(Items from a dataset)
──────────────────────────────
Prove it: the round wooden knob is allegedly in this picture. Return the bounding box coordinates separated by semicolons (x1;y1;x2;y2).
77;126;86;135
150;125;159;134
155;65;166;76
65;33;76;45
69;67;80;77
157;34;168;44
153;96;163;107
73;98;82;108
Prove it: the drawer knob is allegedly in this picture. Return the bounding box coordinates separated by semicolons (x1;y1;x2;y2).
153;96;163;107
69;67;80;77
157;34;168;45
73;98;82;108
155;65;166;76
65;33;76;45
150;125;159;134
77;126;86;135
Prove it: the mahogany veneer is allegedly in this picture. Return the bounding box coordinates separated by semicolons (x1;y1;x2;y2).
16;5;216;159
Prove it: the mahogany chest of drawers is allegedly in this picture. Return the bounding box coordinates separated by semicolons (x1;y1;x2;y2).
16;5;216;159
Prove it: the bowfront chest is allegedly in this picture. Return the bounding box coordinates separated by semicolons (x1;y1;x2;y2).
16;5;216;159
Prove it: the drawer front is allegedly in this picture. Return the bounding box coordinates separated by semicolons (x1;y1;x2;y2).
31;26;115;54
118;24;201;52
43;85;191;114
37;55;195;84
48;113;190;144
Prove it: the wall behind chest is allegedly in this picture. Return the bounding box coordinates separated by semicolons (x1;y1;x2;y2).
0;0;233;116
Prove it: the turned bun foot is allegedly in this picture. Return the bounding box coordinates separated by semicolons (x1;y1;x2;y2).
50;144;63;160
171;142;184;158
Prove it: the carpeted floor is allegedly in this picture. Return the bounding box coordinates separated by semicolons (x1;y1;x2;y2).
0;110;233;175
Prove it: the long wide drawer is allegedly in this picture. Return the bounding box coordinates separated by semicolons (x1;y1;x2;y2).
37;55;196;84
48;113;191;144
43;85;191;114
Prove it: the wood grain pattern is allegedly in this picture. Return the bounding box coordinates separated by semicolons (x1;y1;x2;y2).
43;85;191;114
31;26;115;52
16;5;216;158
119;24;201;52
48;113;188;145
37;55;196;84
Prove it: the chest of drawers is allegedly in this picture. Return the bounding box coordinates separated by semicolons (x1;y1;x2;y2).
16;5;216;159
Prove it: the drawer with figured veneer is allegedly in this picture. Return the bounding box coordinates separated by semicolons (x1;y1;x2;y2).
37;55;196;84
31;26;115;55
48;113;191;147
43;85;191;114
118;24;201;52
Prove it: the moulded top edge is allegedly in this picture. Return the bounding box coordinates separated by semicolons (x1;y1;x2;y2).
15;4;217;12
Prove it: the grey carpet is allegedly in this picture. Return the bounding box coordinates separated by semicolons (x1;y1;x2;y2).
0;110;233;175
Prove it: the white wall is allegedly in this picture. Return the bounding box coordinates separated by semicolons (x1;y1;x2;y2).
──────────────────────────────
What you have to do:
Present all of the material above as a numbered list, one line per number, and skip any blank lines.

The reply:
1. Prove it: the round wooden knob is allegedly in this picture. Return the bounding box coordinates separated by semicolons (x1;y1;x2;y2).
2. 77;126;86;135
3. 150;125;159;134
4. 155;65;166;76
5. 65;33;76;45
6. 69;67;80;77
7. 157;34;168;44
8. 153;96;163;107
9. 73;98;82;108
10. Prove it: the drawer knob is allegedly in this picture. Return the bounding box coordinates separated by semicolons (x1;y1;x2;y2).
11. 153;96;163;107
12. 69;67;80;77
13. 157;34;168;45
14. 73;98;82;108
15. 155;65;166;76
16. 65;33;76;45
17. 150;125;159;134
18. 77;126;86;135
19. Prove it: the mahogany veneer is allegedly in this picture. Return the bounding box coordinates separated by semicolons (x1;y1;x2;y2).
20. 16;5;216;159
21. Prove it: the mahogany chest of drawers is allegedly in this picture. Return the bounding box coordinates separated by semicolons (x1;y1;x2;y2).
22. 16;5;216;159
23. Prove it: the bowfront chest is allegedly in this picture. Return the bounding box coordinates separated by semicolons (x1;y1;x2;y2).
24. 16;5;216;159
25. Prove it: the drawer front is allegedly in this picture. Return the bounding box coordinates separated by semicolons (x1;y1;x2;y2).
26. 31;26;115;54
27. 118;24;201;52
28. 43;85;191;114
29. 37;55;195;84
30. 48;113;190;144
31. Prove it: the wall behind chest is allegedly in this picture. Return the bounding box coordinates separated by semicolons (x1;y1;x2;y2).
32. 0;0;233;116
33. Prove it: the turned bun foot is allegedly in this picture. Return the bounding box coordinates separated by semicolons (x1;y1;x2;y2).
34. 50;144;63;160
35. 171;142;184;158
36. Prove it: the carpeted floor is allegedly in this picture. Return the bounding box coordinates separated by semicolons (x1;y1;x2;y2).
37. 0;110;233;175
38. Prove it: the long wide drawer is allegedly in this picture. Return the bounding box coordinates separated by semicolons (x1;y1;x2;y2).
39. 37;55;196;84
40. 48;113;191;144
41. 43;85;191;114
42. Prove it: the wood grain pattern is allegedly in this picture. Return the bounding box coordinates separated by semicolons (x1;y1;x2;y2).
43. 43;85;191;114
44. 31;26;115;52
45. 16;5;216;158
46. 119;24;201;52
47. 48;113;188;145
48. 37;55;196;84
49. Prove it: the chest of drawers is allegedly in this picture. Return the bounding box coordinates separated by semicolons (x1;y1;x2;y2).
50. 16;5;216;159
51. Prove it: the drawer with figured veneer is allegedly in this picture. Return the bounding box coordinates separated by semicolons (x1;y1;x2;y2).
52. 37;55;196;84
53. 31;26;115;55
54. 48;113;191;147
55. 43;85;191;114
56. 118;24;201;52
57. Prove it: the moulded top edge is allegedly in this picture. Return the bounding box coordinates separated by semicolons (x1;y1;x2;y2).
58. 15;4;217;12
59. Prove it: the grey carpet is allegedly in this picture. Return the bounding box coordinates separated by semicolons (x1;y1;x2;y2).
60. 0;110;233;175
61. Prove it: the white wall is allegedly in this picture. Return the bounding box coordinates separated by semicolons (x1;y1;x2;y2).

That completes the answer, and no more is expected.